● GIVEN TEXT:
|---|

Her "Dynamic Instruction Scheduling" report from 1966 is mandatory reading for anyone who is interested about the evolution of the superscalar and out-of-order CPUs.

https://ai.eecs.umich.edu/people/conway/ACS/Archive/ACSarchi...

meifun
2 replies
27m

Thank you for the inspiration as I continue my gender transition. I appreciate your struggles and dedication to living a life that was "for you" and not for anyone else. RIP.

startupsfail
1 replies
6m

Wikipedia actually says “She figures out a way so that everybody wins”. Hard to tell. Being a child in a family in which dad suddenly is no longer there and “struggling with life in a male role” doesn’t sound like a good place to be. Anyway, RIP.

bo0tzz
0 replies
4m

What are you trying to say?

1024core
2 replies
15m

Why does the Wiki page say "citation needed" for calling her a "computer scientist, electrical engineer"?

waterhouse
0 replies
2m

If you were looking at the same revision I saw, the "citation needed" was on the word "was", and on mouseover said "Please add credible news of death".

amin
0 replies
10m

The beauty of Wikipedia is that you (yes you) can add a citation in which she’s called a “computer scientist, electrical engineer”, and then remove the [citation needed]. I hope you give it a try. I’ve been editing Wikipedia for 6 years now.

electriclove
1 replies
35m

Why does Wikipedia not list the first spouse or children?

amysox
0 replies
26m

No confirmed sources. This was discussed on the talk page.

DonHopkins
1 replies
1h5m

Lynn Conway, co-author along with Carver Mead of "the textbook" on VLSI design, "Introduction to VLSI Systems", created and taught this historic VLSI Design Course in 1978, which was the first time students designed and fabricated their own integrated circuits:

"Importantly, these weren’t just any designs, for many pushed the envelope of system architecture. Jim Clark, for instance, prototyped the Geometry Engine and went on to launch Silicon Graphics Incorporated based on that work (see Fig. 16). Guy Steele, Gerry Sussman, Jack Holloway and Alan Bell created the follow-on ‘Scheme’ (a dialect of LISP) microprocessor, another stunning design."

Many more links and beautiful illustrations of her student's VLSI designs:

https://news.ycombinator.com/item?id=31758139

Also, Jim Clark (SGI, Netscape) was one of Lynn Conway's students, and she taught him how to make his first prototype "Geometry Engine"!

http://ai.eecs.umich.edu/people/conway/VLSI/MPCAdv/MPCAdv.ht...

Just 29 days after the design deadline time at the end of the courses, packaged custom wire-bonded chips were shipped back to all the MPC79 designers. Many of these worked as planned, and the overall activity was a great success. I'll now project photos of several interesting MPC79 projects. First is one of the multiproject chips produced by students and faculty researchers at Stanford University (Fig. 5). Among these is the first prototype of the "Geometry Engine", a high performance computer graphics image-generation system, designed by Jim Clark. That project has since evolved into a very interesting architectural exploration and development project.[9]

Figure 5. Photo of MPC79 Die-Type BK (containing projects from Stanford University):

http://ai.eecs.umich.edu/people/conway/VLSI/MPCAdv/SU-BK1.jp...

|---|

● TASK MATERIAL:
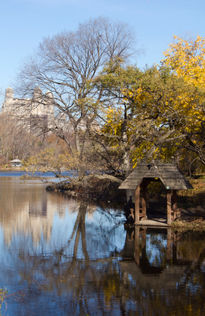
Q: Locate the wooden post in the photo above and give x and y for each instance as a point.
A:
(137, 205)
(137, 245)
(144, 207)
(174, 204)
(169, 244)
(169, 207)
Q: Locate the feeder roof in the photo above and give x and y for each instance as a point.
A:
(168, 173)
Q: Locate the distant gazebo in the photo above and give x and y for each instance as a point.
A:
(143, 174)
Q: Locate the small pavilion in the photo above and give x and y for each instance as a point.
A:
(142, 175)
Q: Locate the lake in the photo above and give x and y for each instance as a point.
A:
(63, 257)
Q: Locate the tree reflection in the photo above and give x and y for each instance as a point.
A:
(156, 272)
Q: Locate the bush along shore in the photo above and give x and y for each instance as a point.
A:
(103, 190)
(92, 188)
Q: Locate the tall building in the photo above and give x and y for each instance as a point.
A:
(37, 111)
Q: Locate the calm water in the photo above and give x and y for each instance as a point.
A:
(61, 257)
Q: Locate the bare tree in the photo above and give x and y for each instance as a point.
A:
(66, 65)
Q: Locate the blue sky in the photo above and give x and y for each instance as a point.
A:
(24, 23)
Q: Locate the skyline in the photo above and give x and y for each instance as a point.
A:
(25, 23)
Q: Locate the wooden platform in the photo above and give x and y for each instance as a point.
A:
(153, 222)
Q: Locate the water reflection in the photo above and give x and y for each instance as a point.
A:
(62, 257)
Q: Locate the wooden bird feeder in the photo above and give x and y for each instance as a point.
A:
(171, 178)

|---|

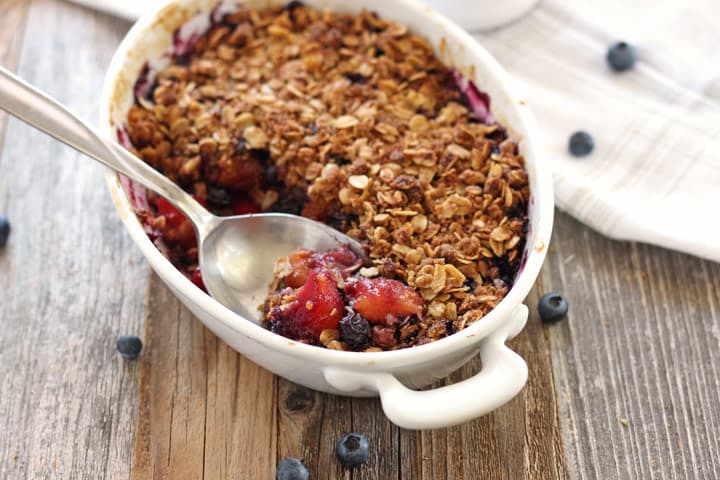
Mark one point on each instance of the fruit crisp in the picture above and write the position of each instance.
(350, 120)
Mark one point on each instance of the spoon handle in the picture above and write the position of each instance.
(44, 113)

|---|

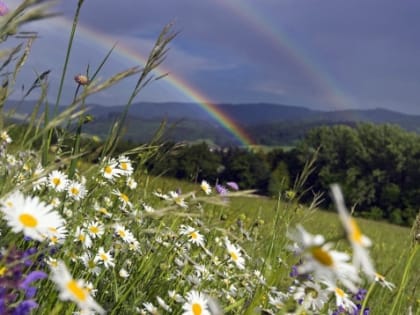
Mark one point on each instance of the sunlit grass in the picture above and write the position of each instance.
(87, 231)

|---|

● REQUIREMENTS:
**a)** Quote the comment thread starting with "https://ai.eecs.umich.edu/people/conway/ACS/Archive/ACSarchi..." and going on through "be. Anyway, RIP.".
**b)** Pull out every line of the records that contains the string "tree", matching case exactly.
The comment thread and the records are unrelated to each other.

● TASK-BY-TASK OUTPUTS:
**a)**
https://ai.eecs.umich.edu/people/conway/ACS/Archive/ACSarchi...

meifun
2 replies
27m

Thank you for the inspiration as I continue my gender transition. I appreciate your struggles and dedication to living a life that was "for you" and not for anyone else. RIP.

startupsfail
1 replies
6m

Wikipedia actually says “She figures out a way so that everybody wins”. Hard to tell. Being a child in a family in which dad suddenly is no longer there and “struggling with life in a male role” doesn’t sound like a good place to be. Anyway, RIP.

**b)**
Q: Locate the tree reflection in the photo above and give x and y for each instance as a point.
Q: Locate the bare tree in the photo above and give x and y for each instance as a point.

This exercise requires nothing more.